> [Problem A]: Reproduce the passage of the comment thread on gender and childcare starting with "ogmb 08.08.08 at" and going on through "as gender inequality.".
> [Problem B]: Write the next part of the comment thread on gender and childcare, picking up after its final sentence.

> [Page excerpt]:
.....

Btw, @ 7: as an African American man, I can assure you that men like me don’t “control society.” Of course, this is not to deny that I/we, like other men generally, are “homework avoiders.”

32

ogmb 08.08.08 at 12:53 pm

And of course one should add the obvious: opinions should not be confused with facts. Certainly not when it concerns such ideology-sensitive issues as gender inequality.

I also see no evidence in the press blurb that the researchers did that.

33

A-ro 08.08.08 at 1:11 pm

I wonder if we’re stuck with women in the “traditional” childcare role because of path dependance. Here’s my logic (which applies only to heterosexual couples with children)*:

1) Breastfeeding is a little better for kids than bottle feeding, and women have the breasts.

2) Bottle feeding can be done, but there are barriers (for formula, health is the barrier, for pumped breast milk, hassle). Not insurmountable barriers, but enough to get more people to choose breastfeeding.

.....

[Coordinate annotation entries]
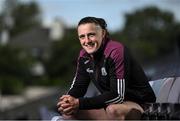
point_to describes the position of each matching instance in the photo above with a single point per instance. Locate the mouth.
(90, 44)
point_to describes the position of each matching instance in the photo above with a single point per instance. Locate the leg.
(95, 114)
(126, 110)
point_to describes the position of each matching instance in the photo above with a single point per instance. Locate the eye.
(81, 36)
(91, 34)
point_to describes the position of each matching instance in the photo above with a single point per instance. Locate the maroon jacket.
(115, 74)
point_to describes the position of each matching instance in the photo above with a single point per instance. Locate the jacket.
(115, 73)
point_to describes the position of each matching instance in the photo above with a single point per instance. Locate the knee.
(114, 112)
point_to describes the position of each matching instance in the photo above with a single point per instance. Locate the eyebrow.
(88, 34)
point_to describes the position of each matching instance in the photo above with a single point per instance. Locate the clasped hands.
(68, 105)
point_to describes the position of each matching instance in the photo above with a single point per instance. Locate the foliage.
(25, 15)
(149, 33)
(62, 63)
(14, 69)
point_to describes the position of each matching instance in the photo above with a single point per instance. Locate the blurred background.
(39, 46)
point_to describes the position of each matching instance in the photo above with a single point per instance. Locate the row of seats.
(167, 105)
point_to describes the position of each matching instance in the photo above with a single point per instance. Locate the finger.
(68, 110)
(66, 105)
(70, 113)
(60, 109)
(64, 96)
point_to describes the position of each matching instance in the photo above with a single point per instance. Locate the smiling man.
(109, 65)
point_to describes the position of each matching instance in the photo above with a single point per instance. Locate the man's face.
(90, 36)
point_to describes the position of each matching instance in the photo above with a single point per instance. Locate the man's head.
(91, 32)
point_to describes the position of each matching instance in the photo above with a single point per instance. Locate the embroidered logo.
(103, 71)
(89, 70)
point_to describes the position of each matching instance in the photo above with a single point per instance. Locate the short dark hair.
(98, 21)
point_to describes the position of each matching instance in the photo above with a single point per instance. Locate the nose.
(87, 39)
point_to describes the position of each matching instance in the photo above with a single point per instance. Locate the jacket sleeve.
(115, 93)
(80, 82)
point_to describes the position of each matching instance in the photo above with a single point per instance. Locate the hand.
(68, 105)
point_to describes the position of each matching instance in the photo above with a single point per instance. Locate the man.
(108, 64)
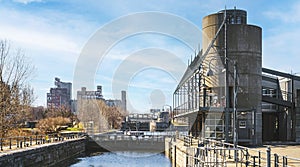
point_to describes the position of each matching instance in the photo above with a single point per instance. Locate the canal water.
(123, 159)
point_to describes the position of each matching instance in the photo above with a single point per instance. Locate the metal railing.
(19, 142)
(208, 152)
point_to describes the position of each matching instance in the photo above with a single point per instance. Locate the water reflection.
(124, 159)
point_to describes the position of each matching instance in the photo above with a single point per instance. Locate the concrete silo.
(240, 42)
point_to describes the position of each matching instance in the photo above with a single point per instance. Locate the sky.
(140, 46)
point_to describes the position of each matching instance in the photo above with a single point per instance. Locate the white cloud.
(291, 14)
(27, 1)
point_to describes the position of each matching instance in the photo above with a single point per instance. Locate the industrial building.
(226, 94)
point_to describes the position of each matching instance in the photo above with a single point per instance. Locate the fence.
(207, 152)
(12, 143)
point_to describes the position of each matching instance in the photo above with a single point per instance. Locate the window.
(242, 124)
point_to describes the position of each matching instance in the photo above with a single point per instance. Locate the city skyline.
(54, 32)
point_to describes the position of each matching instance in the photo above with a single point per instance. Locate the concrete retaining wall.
(43, 155)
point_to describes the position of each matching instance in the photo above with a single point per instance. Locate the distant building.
(84, 94)
(114, 103)
(60, 96)
(124, 101)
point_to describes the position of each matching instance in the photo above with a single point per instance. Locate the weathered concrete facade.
(45, 155)
(205, 94)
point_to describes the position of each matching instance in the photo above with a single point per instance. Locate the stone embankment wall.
(43, 155)
(176, 152)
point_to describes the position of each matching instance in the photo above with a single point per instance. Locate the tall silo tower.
(237, 42)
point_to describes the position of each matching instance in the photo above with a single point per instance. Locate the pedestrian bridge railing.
(19, 142)
(209, 152)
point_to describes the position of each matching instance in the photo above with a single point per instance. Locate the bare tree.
(16, 94)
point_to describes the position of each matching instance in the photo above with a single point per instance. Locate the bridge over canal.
(136, 141)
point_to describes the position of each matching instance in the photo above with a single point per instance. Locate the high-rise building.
(84, 94)
(60, 96)
(124, 101)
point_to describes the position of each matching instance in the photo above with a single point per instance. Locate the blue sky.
(52, 33)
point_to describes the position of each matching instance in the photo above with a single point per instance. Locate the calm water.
(124, 159)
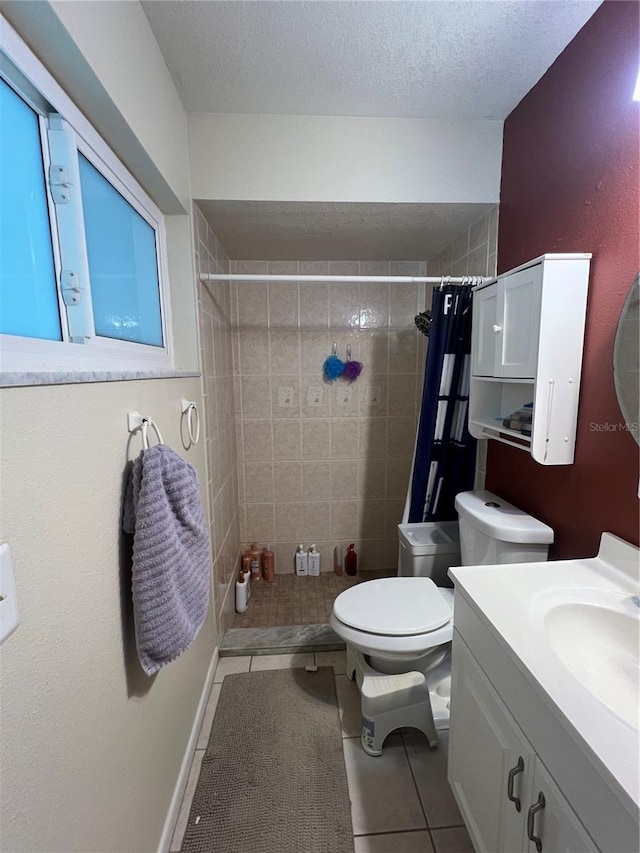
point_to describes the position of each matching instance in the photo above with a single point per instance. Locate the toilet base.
(406, 700)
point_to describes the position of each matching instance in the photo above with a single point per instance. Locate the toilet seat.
(403, 643)
(394, 607)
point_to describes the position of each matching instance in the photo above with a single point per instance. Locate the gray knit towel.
(171, 558)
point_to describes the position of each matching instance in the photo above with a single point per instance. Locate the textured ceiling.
(265, 230)
(419, 59)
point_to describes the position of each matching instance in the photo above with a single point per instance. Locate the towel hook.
(146, 423)
(137, 421)
(190, 411)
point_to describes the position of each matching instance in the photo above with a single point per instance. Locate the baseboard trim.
(183, 775)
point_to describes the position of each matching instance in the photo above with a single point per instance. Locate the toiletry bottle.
(268, 565)
(351, 560)
(302, 563)
(254, 554)
(242, 585)
(337, 560)
(246, 571)
(313, 558)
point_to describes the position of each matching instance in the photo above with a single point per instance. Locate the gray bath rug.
(273, 778)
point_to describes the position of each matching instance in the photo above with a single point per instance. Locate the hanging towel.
(171, 559)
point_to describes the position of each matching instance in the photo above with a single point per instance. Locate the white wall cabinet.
(527, 339)
(509, 801)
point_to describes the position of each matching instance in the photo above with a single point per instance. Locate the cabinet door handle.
(536, 807)
(511, 779)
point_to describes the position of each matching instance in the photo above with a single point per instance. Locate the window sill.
(72, 377)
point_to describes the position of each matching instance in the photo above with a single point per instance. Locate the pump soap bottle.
(268, 565)
(314, 562)
(302, 563)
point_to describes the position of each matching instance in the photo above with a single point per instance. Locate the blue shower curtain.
(445, 451)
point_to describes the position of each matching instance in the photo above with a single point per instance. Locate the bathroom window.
(82, 251)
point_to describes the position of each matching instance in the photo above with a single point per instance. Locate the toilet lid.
(397, 607)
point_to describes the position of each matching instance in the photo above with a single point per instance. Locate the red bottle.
(351, 560)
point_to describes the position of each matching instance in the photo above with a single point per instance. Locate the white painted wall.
(91, 749)
(336, 158)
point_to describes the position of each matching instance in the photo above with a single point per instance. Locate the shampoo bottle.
(246, 571)
(351, 560)
(254, 554)
(302, 563)
(242, 586)
(268, 565)
(314, 562)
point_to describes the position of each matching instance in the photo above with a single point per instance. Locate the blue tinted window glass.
(28, 294)
(123, 268)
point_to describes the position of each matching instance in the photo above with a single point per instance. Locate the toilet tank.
(493, 531)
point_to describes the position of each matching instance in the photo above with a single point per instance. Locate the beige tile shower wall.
(319, 462)
(472, 252)
(218, 428)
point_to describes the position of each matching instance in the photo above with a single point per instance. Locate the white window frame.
(23, 71)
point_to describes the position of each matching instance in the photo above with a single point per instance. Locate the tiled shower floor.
(290, 615)
(293, 600)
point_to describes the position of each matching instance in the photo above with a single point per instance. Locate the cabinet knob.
(536, 807)
(511, 779)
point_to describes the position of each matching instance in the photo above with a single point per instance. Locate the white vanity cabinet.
(509, 801)
(526, 351)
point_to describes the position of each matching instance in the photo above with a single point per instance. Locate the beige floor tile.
(455, 840)
(394, 842)
(262, 662)
(349, 706)
(185, 808)
(230, 666)
(338, 660)
(207, 720)
(430, 772)
(382, 792)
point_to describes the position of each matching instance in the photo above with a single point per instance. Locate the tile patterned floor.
(400, 802)
(292, 600)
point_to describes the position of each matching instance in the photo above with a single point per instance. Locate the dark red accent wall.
(570, 183)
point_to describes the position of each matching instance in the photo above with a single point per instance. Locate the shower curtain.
(445, 452)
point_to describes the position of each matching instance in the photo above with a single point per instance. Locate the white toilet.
(398, 630)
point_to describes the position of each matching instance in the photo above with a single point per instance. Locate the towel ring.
(190, 410)
(146, 422)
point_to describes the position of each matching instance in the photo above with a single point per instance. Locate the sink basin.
(597, 638)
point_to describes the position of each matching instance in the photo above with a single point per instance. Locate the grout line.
(415, 784)
(390, 832)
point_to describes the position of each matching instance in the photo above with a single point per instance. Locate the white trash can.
(428, 550)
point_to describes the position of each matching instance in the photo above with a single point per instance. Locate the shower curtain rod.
(473, 280)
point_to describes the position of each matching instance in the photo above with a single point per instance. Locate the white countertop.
(512, 600)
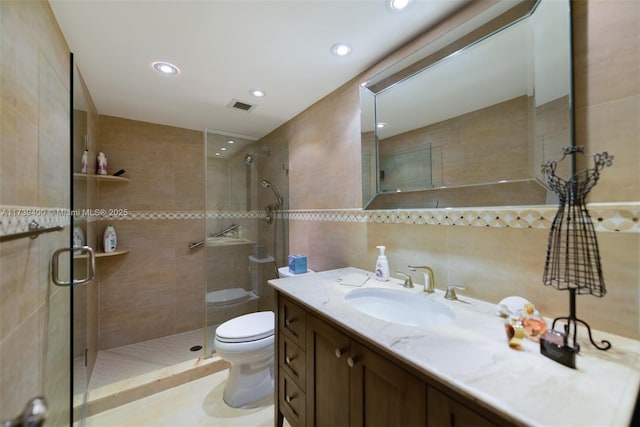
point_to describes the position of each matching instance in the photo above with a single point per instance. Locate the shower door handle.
(33, 415)
(91, 261)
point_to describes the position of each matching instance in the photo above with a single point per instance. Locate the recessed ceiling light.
(257, 93)
(398, 5)
(166, 68)
(340, 49)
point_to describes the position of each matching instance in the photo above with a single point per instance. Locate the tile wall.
(34, 173)
(158, 288)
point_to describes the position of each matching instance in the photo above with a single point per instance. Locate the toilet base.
(248, 385)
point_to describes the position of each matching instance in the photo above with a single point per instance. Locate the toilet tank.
(262, 270)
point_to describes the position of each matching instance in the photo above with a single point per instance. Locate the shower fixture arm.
(279, 198)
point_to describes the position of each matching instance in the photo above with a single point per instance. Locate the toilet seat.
(227, 296)
(249, 327)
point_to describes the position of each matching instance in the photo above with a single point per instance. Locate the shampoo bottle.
(382, 265)
(110, 240)
(85, 156)
(78, 239)
(85, 159)
(102, 164)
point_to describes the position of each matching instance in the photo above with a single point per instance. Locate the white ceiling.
(226, 48)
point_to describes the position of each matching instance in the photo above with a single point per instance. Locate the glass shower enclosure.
(239, 241)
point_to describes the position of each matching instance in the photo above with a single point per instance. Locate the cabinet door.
(382, 394)
(445, 412)
(327, 375)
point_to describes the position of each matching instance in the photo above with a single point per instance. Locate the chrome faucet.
(429, 280)
(408, 280)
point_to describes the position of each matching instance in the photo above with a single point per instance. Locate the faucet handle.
(408, 280)
(451, 293)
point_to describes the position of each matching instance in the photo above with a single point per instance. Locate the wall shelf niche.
(100, 178)
(104, 254)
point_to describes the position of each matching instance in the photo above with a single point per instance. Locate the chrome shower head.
(248, 159)
(267, 184)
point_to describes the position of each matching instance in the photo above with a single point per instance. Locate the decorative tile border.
(607, 217)
(16, 219)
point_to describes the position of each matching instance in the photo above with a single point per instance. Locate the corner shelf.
(104, 254)
(100, 178)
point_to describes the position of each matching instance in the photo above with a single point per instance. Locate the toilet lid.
(227, 296)
(249, 327)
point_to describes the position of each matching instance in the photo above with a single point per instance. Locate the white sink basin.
(396, 306)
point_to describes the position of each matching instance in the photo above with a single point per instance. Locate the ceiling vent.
(239, 105)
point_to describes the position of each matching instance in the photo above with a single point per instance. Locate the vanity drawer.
(292, 360)
(292, 320)
(292, 400)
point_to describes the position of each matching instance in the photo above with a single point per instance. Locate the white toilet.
(247, 343)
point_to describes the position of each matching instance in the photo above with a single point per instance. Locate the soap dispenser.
(382, 265)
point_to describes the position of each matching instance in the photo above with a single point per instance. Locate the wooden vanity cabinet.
(343, 382)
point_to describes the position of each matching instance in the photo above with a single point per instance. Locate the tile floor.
(197, 403)
(121, 363)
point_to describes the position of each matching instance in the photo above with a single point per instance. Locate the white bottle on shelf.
(110, 239)
(382, 265)
(101, 164)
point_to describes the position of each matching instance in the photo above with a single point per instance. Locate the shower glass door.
(231, 228)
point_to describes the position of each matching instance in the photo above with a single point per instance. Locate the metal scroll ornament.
(573, 258)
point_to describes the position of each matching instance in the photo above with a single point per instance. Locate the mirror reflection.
(472, 127)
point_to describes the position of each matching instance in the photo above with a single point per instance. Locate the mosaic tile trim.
(16, 219)
(606, 218)
(126, 215)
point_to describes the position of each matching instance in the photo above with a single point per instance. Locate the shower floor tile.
(121, 363)
(197, 403)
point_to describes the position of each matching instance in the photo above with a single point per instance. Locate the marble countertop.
(471, 356)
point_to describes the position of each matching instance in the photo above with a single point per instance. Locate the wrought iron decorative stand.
(573, 259)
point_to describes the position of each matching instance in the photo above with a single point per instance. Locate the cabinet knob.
(351, 361)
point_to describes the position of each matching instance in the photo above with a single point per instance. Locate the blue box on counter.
(297, 264)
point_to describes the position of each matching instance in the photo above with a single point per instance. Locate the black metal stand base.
(571, 327)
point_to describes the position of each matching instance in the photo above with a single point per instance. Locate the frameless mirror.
(470, 118)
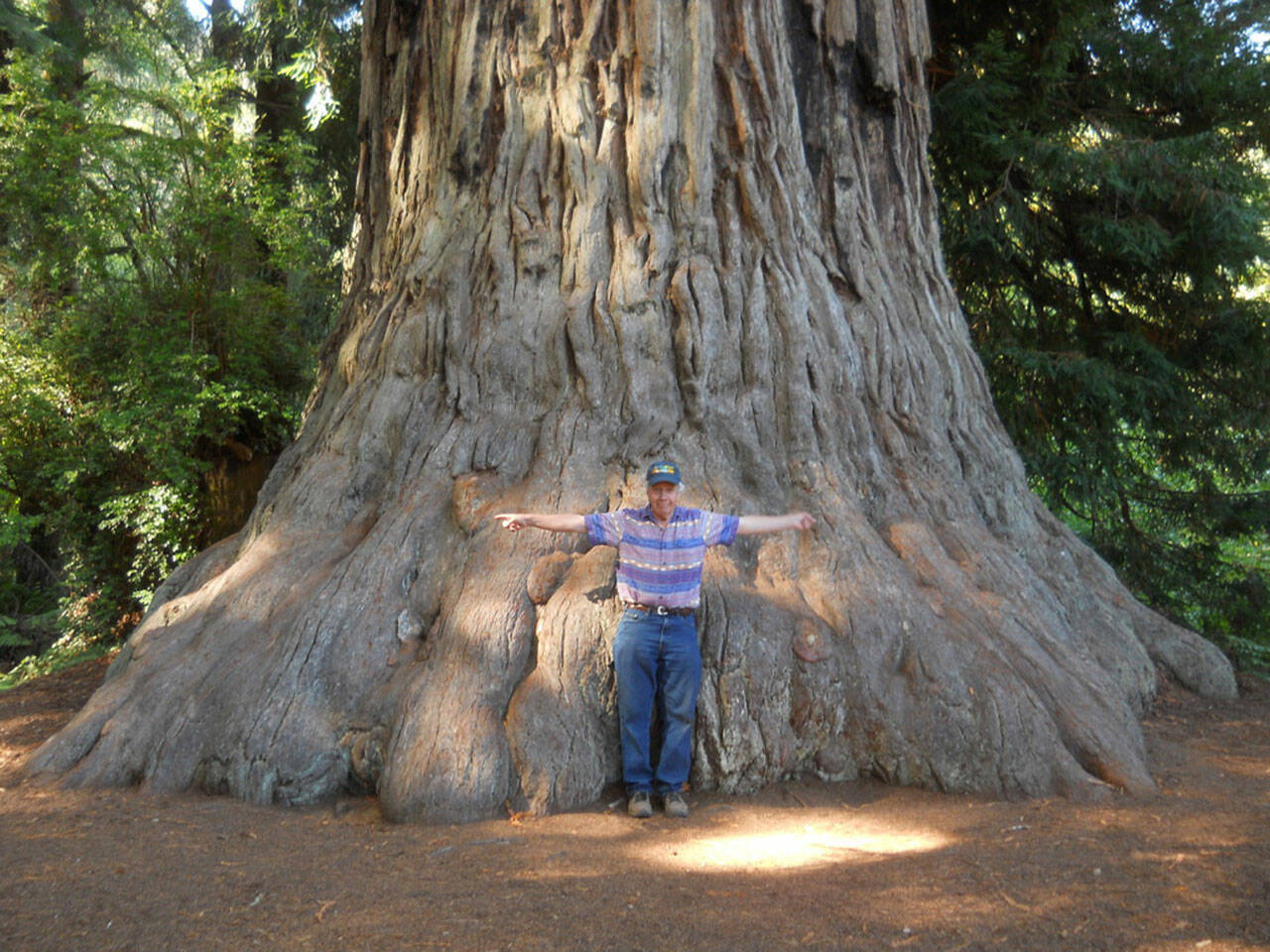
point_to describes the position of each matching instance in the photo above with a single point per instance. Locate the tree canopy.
(176, 198)
(172, 220)
(1102, 169)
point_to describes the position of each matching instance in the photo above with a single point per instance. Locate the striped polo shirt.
(661, 565)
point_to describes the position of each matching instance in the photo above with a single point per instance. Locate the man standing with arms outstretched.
(657, 658)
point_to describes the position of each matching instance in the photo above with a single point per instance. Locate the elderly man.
(661, 549)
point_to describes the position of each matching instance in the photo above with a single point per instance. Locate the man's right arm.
(552, 522)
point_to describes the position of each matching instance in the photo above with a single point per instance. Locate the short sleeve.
(602, 529)
(719, 530)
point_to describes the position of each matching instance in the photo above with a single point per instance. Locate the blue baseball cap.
(662, 471)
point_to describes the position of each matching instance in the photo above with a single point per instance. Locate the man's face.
(662, 498)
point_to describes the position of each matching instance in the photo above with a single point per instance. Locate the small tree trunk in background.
(599, 232)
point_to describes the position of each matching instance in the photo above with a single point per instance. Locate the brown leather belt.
(659, 610)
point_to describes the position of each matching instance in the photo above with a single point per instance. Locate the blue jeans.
(657, 661)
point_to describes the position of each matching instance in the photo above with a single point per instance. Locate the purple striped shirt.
(661, 565)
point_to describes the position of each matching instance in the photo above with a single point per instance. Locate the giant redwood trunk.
(592, 234)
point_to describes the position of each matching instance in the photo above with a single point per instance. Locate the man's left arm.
(757, 525)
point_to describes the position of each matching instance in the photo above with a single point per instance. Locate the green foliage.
(1105, 190)
(167, 271)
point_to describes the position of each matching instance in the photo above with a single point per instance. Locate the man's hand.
(552, 522)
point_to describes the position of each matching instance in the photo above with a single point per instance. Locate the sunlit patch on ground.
(797, 847)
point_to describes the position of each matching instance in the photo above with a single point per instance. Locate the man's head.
(663, 489)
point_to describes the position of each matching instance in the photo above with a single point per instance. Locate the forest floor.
(803, 866)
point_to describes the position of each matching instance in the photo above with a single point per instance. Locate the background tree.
(167, 271)
(1103, 193)
(592, 234)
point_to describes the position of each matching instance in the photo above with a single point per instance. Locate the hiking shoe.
(640, 805)
(675, 805)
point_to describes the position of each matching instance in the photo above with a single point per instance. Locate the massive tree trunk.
(598, 232)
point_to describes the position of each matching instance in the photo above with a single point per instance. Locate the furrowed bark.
(598, 232)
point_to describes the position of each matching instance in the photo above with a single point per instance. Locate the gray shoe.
(640, 805)
(675, 805)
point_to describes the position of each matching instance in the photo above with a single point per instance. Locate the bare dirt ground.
(804, 866)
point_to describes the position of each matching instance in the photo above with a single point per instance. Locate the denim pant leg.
(680, 666)
(635, 651)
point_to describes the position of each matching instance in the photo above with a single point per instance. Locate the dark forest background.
(176, 199)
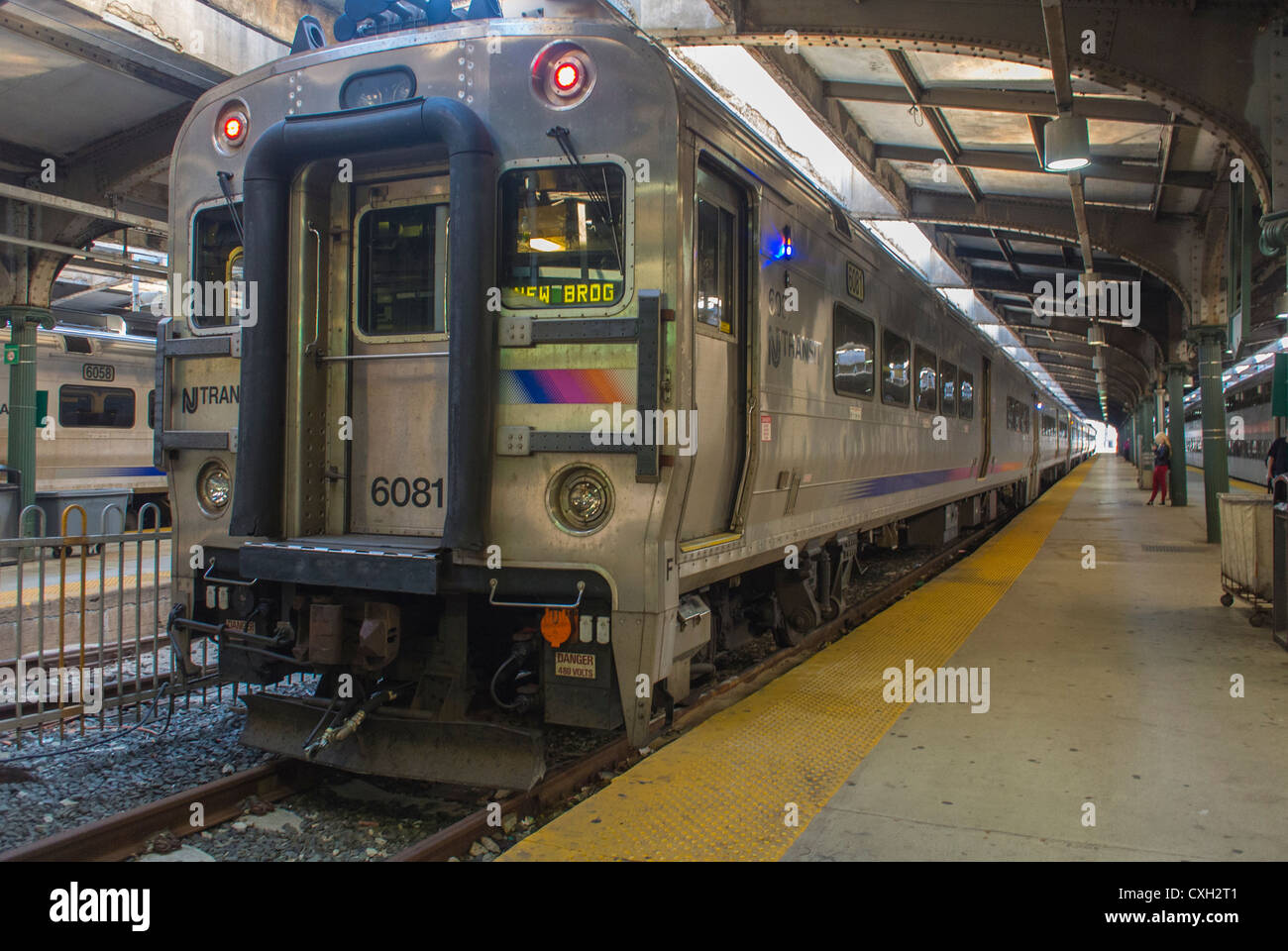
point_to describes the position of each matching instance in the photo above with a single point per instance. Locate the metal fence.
(82, 642)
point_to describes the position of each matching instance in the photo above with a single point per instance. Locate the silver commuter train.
(1249, 427)
(477, 248)
(97, 388)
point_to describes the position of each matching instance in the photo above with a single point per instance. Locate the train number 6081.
(420, 492)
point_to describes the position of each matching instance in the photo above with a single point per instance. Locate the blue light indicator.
(785, 248)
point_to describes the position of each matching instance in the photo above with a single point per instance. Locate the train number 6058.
(420, 492)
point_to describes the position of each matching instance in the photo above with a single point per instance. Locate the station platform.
(1109, 701)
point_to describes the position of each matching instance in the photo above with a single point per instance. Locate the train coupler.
(399, 742)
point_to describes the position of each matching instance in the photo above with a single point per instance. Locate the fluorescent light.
(1067, 145)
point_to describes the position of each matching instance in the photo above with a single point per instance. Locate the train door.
(398, 351)
(719, 355)
(986, 419)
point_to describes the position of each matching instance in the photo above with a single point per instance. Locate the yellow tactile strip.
(720, 792)
(33, 595)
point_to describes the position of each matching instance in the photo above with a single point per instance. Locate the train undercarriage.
(463, 685)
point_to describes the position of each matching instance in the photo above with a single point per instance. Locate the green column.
(24, 322)
(1145, 440)
(1176, 431)
(1216, 472)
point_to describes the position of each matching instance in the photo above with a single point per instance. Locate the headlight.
(214, 487)
(580, 499)
(231, 127)
(563, 73)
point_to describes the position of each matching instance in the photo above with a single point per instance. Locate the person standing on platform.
(1162, 467)
(1276, 464)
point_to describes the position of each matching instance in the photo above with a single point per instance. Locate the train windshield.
(217, 269)
(563, 238)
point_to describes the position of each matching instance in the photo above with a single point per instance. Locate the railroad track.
(128, 834)
(566, 781)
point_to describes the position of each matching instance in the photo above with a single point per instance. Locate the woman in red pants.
(1162, 466)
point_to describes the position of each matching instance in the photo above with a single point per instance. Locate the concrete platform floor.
(1109, 687)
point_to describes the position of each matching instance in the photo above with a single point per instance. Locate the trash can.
(1247, 548)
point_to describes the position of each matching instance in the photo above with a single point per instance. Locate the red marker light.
(567, 77)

.....

> [Output A]:
ogmb 08.08.08 at 12:53 pm

And of course one should add the obvious: opinions should not be confused with facts. Certainly not when it concerns such ideology-sensitive issues as gender inequality.

> [Output B]:
3) After the time when breastfeeding ends, the parents are on apparently equal footing in terms of their availability to stay at home with the kids. Nevertheless, one of them (the breastfeeding mother) has just taken some time with reduced or no work outside the home. This places another barrier to women working, because many families will make more money if the man is the outside-the-home worker.

4) These barriers will naturally make egalitarian couples at least a little more likely to have the woman stay at home. But this skew toward women at home, if large enough, is self-reinforcing because now women at home seems more “normal,” which, sadly, matters to a lot of human beings.

In conclusion: the egalitarian ideal of 50/50 stay-at-home responsibility is unlikely to be achieved because of breasts (the cause of, and solution to, all of our problems).

* I can’t be the first person to have thought of this. In fact, I assume someone has thought of this, and someone else has already destroyed this line of reasoning somehow. Please let me know how this plays out!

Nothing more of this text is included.